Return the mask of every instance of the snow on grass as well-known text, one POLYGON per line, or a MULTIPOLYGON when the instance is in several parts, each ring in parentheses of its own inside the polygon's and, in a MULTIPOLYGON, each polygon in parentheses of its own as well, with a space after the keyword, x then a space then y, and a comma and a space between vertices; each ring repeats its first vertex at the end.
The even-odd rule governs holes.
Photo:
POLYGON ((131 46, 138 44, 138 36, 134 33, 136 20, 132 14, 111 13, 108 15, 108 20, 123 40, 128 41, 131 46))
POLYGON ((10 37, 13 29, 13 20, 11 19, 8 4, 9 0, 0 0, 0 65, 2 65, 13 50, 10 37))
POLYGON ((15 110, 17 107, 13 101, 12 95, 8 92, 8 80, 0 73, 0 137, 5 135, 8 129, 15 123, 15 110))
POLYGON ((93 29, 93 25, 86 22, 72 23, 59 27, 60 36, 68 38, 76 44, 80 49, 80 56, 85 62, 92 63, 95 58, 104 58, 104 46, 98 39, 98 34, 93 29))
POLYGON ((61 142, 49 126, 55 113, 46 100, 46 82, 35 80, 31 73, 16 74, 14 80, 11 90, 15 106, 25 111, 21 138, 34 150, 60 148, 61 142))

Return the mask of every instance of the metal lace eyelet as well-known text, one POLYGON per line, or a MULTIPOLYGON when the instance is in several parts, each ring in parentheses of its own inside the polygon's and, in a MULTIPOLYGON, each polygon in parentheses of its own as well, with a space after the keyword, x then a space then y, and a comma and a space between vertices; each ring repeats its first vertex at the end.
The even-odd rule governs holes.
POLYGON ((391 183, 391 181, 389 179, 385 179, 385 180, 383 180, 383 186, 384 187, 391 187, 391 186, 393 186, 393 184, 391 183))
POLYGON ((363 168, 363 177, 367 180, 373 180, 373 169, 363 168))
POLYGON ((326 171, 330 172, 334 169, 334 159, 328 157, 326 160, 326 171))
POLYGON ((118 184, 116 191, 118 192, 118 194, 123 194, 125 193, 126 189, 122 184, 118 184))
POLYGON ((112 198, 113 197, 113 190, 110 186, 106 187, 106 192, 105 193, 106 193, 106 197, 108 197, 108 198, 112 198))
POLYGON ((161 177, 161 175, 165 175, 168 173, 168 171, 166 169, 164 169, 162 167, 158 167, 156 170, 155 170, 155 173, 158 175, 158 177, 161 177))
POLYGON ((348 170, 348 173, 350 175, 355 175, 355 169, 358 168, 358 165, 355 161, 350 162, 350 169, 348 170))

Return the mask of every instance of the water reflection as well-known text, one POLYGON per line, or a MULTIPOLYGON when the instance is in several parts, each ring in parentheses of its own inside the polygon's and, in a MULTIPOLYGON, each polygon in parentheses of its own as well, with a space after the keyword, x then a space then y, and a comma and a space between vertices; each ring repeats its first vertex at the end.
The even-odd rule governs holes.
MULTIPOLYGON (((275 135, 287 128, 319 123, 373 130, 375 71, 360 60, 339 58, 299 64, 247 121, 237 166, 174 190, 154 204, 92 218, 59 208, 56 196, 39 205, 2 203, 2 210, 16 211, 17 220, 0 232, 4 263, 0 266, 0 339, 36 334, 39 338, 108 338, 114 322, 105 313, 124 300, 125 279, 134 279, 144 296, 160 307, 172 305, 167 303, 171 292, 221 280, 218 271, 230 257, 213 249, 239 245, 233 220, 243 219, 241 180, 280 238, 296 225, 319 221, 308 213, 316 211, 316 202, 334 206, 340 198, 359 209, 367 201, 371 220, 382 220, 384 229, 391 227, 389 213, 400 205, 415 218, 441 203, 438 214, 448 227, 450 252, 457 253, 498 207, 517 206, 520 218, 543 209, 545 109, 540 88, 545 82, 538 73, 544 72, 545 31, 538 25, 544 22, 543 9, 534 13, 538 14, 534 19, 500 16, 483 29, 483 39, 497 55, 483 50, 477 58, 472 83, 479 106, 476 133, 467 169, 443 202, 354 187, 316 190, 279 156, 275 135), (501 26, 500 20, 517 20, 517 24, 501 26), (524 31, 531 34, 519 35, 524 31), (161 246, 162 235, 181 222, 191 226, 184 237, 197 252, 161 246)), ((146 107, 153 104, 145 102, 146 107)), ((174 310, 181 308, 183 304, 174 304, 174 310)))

Set problem: Update the part of the data that opens with the line containing "Return the mask of every instance of the metal" and closes with the line containing "POLYGON ((161 177, 161", replacing "metal lace eyelet" with "brass eyelet" and leaving everything else unchanged. Give only those lines.

Worked solution:
Return the mask of every instance of the brass eyelet as well-known text, one POLYGON per line, or a MULTIPOLYGON when the instance is in several parts, each ring in parentheses of its own inside the polygon's and, in a MULTIPOLYGON, each polygon in parentheses of its own as well, with a space after the keyword, x then a space then y, and a comma and a space between vertices; each ring repeats its first vertex at the end.
The even-odd rule governs holes.
POLYGON ((391 183, 391 181, 389 179, 385 179, 385 180, 383 180, 383 186, 384 187, 391 187, 391 186, 393 186, 393 184, 391 183))
POLYGON ((363 168, 363 177, 367 180, 373 180, 373 169, 363 168))
POLYGON ((326 171, 330 172, 334 169, 334 159, 328 157, 326 160, 326 171))
POLYGON ((118 184, 116 191, 118 192, 118 194, 123 194, 125 193, 126 189, 122 184, 118 184))
POLYGON ((112 198, 113 197, 113 190, 110 186, 106 187, 106 192, 105 193, 106 193, 106 197, 108 197, 108 198, 112 198))
POLYGON ((161 177, 161 175, 165 175, 168 173, 168 171, 166 169, 164 169, 162 167, 158 167, 156 170, 155 170, 155 173, 158 175, 158 177, 161 177))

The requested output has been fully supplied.